• [POTONGAN DOKUMEN]:
········
Oleh: Nor Faizah Rahmi, S.Pd.I (Praktisi Pendidikan & Pemerhati Remaja)
Menteri Pemberdayaan Perempuan dan Perlindungan Anak (PPPA) Bintang Puspayoga mengajak para korban dan saksi untuk berani speak up atas kasus KDRT. Bintang mengungkapkan, keberanian angkat bicara ini untuk memberikan keadilan pada korban dan agar tidak ada lagi kasus KDRT. (Kompas, 25/09/2022). Sebagaimana khalayak umum ketahui, pemerintah telah mengeluarkan aturan mengenai KDRT.
UU 23/2004 tentang Penghapusan Kekerasan dalam Rumah Tangga (UU PADRT) memuat aturan, larangan, hingga sanksi bagi pelaku KDRT. UU ini dibuat dalam rangka memberikan sanksi tegas bagi para pelaku dan meminimalkan KDRT. (Detik, 30/09/2022). Namun, alih-alih berkurang, justru tindakan KDRT makin marak. Berdasarkan data Kemen PPPA, hingga Oktober 2022, ada 18.261 kasus KDRT di seluruh Indonesia, 16.745 (79,5%) di antaranya dialami perempuan.
Pemkot Yogyakarta mencatat 156 kasus kekerasan dalam rumah tangga (KDRT) terjadi sepanjang tahun 2022 ini. Dari rentetan kasus tersebut, 24 di antaranya berlanjut hingga meja hijau. Kepala Dinas Pemberdayaan Perempuan Perlindungan Anak dan Pengendalian Penduduk dan Keluarga Berencana (DP3AP2KB) Kota Yogya Edy Muhammad, menuturkan, bahwa data tersebut merupakan rangkuman insiden KDRT yang terjadi hingga bulan Agustus.
“Kasus KDRT itu yang tercatat dalam Sistem Informasi Gender dan Anak (SIGA). Artinya, itu data gabungan termsuk dari lembaga lain, untuk Kota Yogyakarta,” tandasnya, Minggu (2/10/2022). Edy menjelaskan, maraknya kasus KDRT tersebut, disikapi instansinya dengan memperpanjang sinergitas bersama Peradi (Perhimpunan Advokat Indonesia) Kota Yogyakarta. Dengan begitu, korban-korban kekerasan bisa mendapat pendampingan.
Satu di antaranya, ketika ada aduan KDRT di kepolisian, maka Unit Pelaksana Teknis (UPT) Perlindungan Perempuan dan Anak dipastikan diajak duduk bareng. “Untuk penanganan lebih lanjut terkait dengan psikologi korban. Kemudian, kalau terkait dengan kasus hukum baru konselor dari Peradi yang turun tangan mendampingi korban,” urainya.
Meski demikian, ia menggaris bawahi, bahwa peran konselor Peradi tidak melulu harus mendampingi para korban sampai ke ranah kepolisian dan pengadilan. Pasalnya, tidak semua kasus KDRT yang terjadi di wilayahnya berlanjut hingga meja hijau. Edy berujar, peran Peradi ialah memberi pemahaman, atau referensi hukum, ketika korban membuat aduan terkait KDRT.
········
• [DATA YANG DIBERIKAN]:

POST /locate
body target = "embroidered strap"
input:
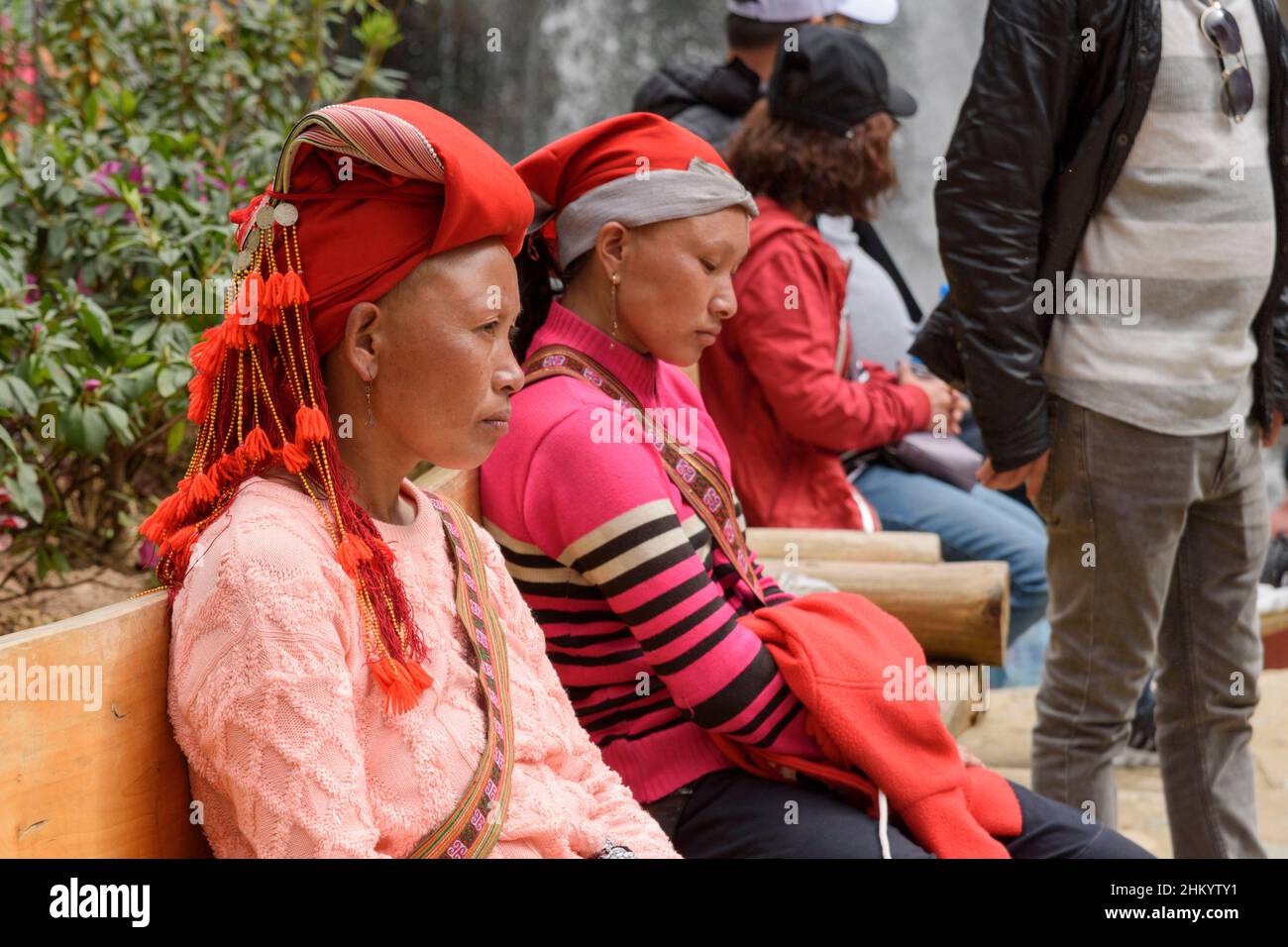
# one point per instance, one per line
········
• [SOAL LATIHAN]:
1) Salin dengan tepat bagian teks tentang KDRT yang dibuka dengan kata-kata yang memuat "Pemkot Yogyakarta mencatat" dan ditutup dengan "hingga bulan Agustus.".
2) Menurut teks tentang KDRT, berapa kasus KDRT yang dicatat Pemkot Yogyakarta sepanjang tahun 2022?
3) Tuliskan lanjutan teks tentang KDRT, dimulai sesudah kalimat terakhir yang ada.

• [JAWABAN LATIHAN]:
1)
Pemkot Yogyakarta mencatat 156 kasus kekerasan dalam rumah tangga (KDRT) terjadi sepanjang tahun 2022 ini. Dari rentetan kasus tersebut, 24 di antaranya berlanjut hingga meja hijau. Kepala Dinas Pemberdayaan Perempuan Perlindungan Anak dan Pengendalian Penduduk dan Keluarga Berencana (DP3AP2KB) Kota Yogya Edy Muhammad, menuturkan, bahwa data tersebut merupakan rangkuman insiden KDRT yang terjadi hingga bulan Agustus.

2) Pemkot Yogyakarta mencatat 156 kasus KDRT sepanjang tahun 2022.

3)
Nantinya, konselor bakal menyuguhkan hasil pertimbangan, untuk bahan pengambilan keputusan oleh korban, apakah kasus tersebut dilanjutkan ke ranah pengadilan, atau cukup mediasi. ”Sehingga, ada perbedaan antara pengaduan ke UPT dengan ke polisi. Kecuali, kalau kasusnya itu kekerasan seksual, jelas pakai UU TPKS, biasanya kita langsung sarankan ke polisi,” tegasnya.
KDRT sebenarnya bukan konsep atau istilah baru. Konsep ini dipopulerkan kaum feminis dengan ide kesetaraan gendernya. Di Indonesia, konsep ini berhasil masuk dalam ranah perundang-undangan, yaitu dalam UU 23/2004 tentang Penghapusan Kekerasan dalam Rumah Tangga (PKDRT). Penerapan UU ini ternyata tidak membuat kasus-kasusnya berhenti. Alih-alih menyelesaikan masalah, penerapannya justru menimbulkan persoalan baru. Dalam beberapa kasus berakhir dengan pemenjaraan suami.
Maraknya kasus KDRT, tak terkecuali yang berujung pada hilangnya nyawa seharusnya menjadi pengingat berharga bagi kita semua betapa kekerasan dalam pernikahan bukanlah hal yang sepele. Korban KDRT didominasi perempuan walaupun kekerasan juga dialami laki-laki. Perselingkuhan juga dikategorikan sebagai salah satu bentuk KDRT. Saat suami atau istri berselingkuh, kebahagiaan dan kesejahteraan hidup anak-anak dan pasangan sahnya cenderung terabaikan.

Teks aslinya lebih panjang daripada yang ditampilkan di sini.